Pour la deuxième année consécutive, le Festival Peralada – nouveau nom du Festival « Castell de Peralada » –, dans le nord de la Catalogne, à quelques kilomètres de la frontière franco-espagnole, doit fonctionner sans auditorium de plein air. En effet, la structure en dur, appelée à remplacer l’ancien Auditorium provisoire (Auditori), est encore à l’état de projet.
« Nous sommes sur le point de choisir l’architecte, après étude des différents plans proposés », explique Oriol Aguila, directeur artistique de la manifestation, présidée par Isabel Suqué Mateu. « Une fois la décision prise, il sera possible d’évaluer la durée des travaux et de fixer une date d’inauguration. Nous avons conscience de l’urgence, mais nous avons voulu nous donner le temps nécessaire, pour aboutir à l’Auditorium de nos rêves. Ce temps nous a permis d’expérimenter d’autres solutions de programmation, dans des lieux et des formats auxquels nous n’aurions pas forcément pensé, sans rien perdre de la qualité attendue d’un festival international comme le nôtre. Ces solutions, de surcroît, trouveront un prolongement dans le futur de la manifestation, après l’inauguration du nouvel Auditorium. »

**Exercices écrits**
1. Répondez aux questions suivantes à partir du texte sur le festival :
(a) Quel était l'ancien nom du Festival Peralada ?
(b) Qui préside la manifestation ?
(c) Quelle fonction occupe Oriol Aguila ?
2. Indiquez si chacune des affirmations suivantes concorde avec le texte sur le festival, en citant les mots qui tranchent :
(a) Le festival a lieu dans le sud de la Catalogne.
(b) L'architecte du futur auditorium a déjà été choisi.
(c) C'est la deuxième année de suite que le festival se tient sans auditorium de plein air.
3. Mettez à jour le passage du texte sur le festival qui va de « Pour la deuxième » jusqu'à « l’état de projet. », en remplaçant « nord » par « nord-est ».
Appuyez-vous uniquement sur le texte extrait.

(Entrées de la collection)
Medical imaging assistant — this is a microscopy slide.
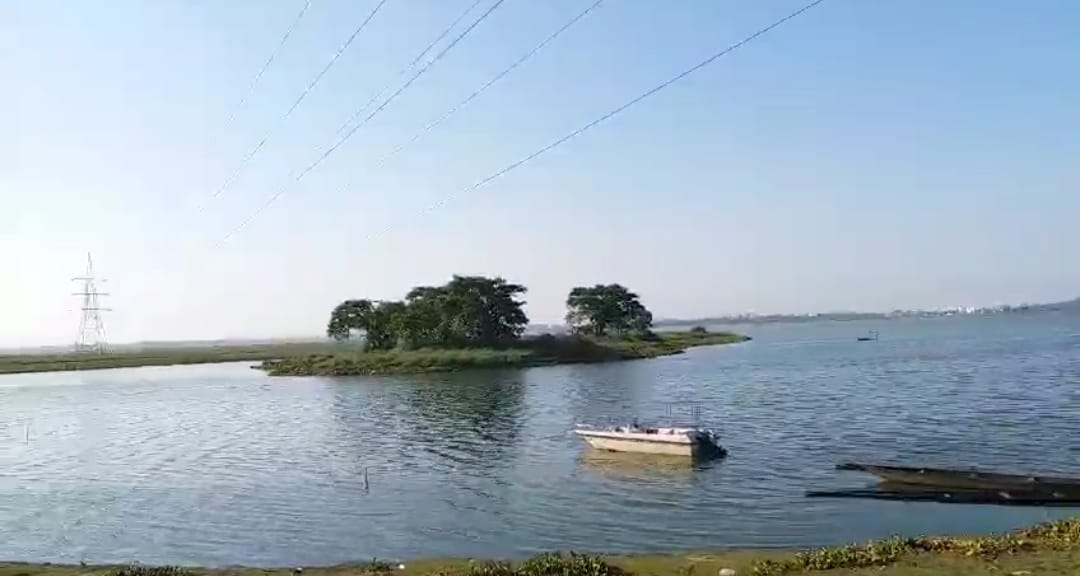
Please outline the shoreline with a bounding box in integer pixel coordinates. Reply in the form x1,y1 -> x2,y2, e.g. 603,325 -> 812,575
0,517 -> 1080,576
257,331 -> 751,376
0,332 -> 750,376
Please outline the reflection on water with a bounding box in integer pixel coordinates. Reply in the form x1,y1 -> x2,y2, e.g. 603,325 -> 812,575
0,316 -> 1080,565
579,447 -> 717,482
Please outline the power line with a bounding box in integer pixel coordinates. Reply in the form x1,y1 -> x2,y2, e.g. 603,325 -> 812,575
225,0 -> 311,128
374,0 -> 604,172
218,0 -> 505,245
406,0 -> 825,223
200,0 -> 389,208
337,0 -> 483,134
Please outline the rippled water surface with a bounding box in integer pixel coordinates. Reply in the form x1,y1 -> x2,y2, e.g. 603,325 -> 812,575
0,314 -> 1080,565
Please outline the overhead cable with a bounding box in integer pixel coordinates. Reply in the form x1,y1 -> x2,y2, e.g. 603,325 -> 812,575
203,0 -> 389,206
218,0 -> 505,245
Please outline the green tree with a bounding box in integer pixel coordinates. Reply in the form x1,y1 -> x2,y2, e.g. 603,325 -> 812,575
566,284 -> 652,336
326,299 -> 375,340
326,299 -> 405,350
326,276 -> 528,350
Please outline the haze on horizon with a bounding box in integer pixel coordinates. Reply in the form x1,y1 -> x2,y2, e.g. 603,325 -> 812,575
0,0 -> 1080,347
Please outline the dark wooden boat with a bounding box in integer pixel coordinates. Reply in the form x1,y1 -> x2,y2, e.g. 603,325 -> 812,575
836,463 -> 1080,499
807,486 -> 1080,507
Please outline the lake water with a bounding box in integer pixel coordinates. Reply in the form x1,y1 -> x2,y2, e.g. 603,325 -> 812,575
0,314 -> 1080,565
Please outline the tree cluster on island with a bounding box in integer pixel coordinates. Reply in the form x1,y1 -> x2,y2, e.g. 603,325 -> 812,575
326,276 -> 652,350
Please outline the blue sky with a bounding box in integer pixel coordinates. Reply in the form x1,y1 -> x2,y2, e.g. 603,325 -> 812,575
0,0 -> 1080,346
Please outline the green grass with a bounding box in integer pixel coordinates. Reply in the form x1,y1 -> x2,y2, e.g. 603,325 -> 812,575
0,343 -> 347,374
262,332 -> 748,376
6,518 -> 1080,576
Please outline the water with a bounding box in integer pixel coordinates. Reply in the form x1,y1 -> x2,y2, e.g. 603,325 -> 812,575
0,314 -> 1080,565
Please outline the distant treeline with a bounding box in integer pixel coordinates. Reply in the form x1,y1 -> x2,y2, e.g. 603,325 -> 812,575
326,276 -> 652,350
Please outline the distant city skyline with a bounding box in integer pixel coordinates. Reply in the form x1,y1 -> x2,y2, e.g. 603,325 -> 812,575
0,0 -> 1080,348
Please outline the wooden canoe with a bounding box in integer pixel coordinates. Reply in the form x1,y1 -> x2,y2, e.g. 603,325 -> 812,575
807,486 -> 1080,508
836,463 -> 1080,498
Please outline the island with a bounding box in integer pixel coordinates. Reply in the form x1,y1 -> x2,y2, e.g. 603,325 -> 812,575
260,276 -> 750,376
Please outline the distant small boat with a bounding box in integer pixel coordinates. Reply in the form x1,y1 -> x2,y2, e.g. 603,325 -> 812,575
573,425 -> 727,457
836,463 -> 1080,499
855,330 -> 877,341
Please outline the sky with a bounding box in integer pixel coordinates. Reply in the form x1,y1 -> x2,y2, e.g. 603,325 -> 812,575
0,0 -> 1080,347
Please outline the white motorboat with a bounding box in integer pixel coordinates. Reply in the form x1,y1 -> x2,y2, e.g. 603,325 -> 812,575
575,424 -> 727,456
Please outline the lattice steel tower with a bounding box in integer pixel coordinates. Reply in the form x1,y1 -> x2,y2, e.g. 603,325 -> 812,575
71,253 -> 109,353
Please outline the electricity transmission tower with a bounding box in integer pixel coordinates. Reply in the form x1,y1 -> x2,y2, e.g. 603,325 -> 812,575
71,253 -> 110,353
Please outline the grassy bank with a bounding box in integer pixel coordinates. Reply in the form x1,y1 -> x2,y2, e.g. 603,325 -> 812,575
262,332 -> 748,376
0,518 -> 1080,576
0,343 -> 342,374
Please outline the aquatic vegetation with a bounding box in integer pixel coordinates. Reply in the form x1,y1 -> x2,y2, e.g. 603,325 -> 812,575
109,564 -> 191,576
754,518 -> 1080,576
468,552 -> 625,576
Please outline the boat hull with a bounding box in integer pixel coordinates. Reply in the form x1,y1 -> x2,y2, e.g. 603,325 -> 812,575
582,434 -> 702,456
837,463 -> 1080,498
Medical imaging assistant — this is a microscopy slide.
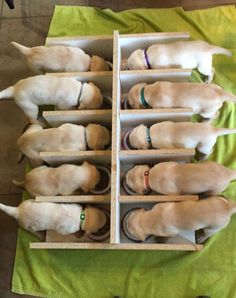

**Solutions des exercices**
1.
(a) Festival « Castell de Peralada »
(b) Isabel Suqué Mateu
(c) Il est le directeur artistique de la manifestation.

2.
(a) Non : « dans le nord de la Catalogne »
(b) Non : « Nous sommes sur le point de choisir l’architecte »
(c) Oui : « Pour la deuxième année consécutive »

3.
Pour la deuxième année consécutive, le Festival Peralada – nouveau nom du Festival « Castell de Peralada » –, dans le nord-est de la Catalogne, à quelques kilomètres de la frontière franco-espagnole, doit fonctionner sans auditorium de plein air. En effet, la structure en dur, appelée à remplacer l’ancien Auditorium provisoire (Auditori), est encore à l’état de projet.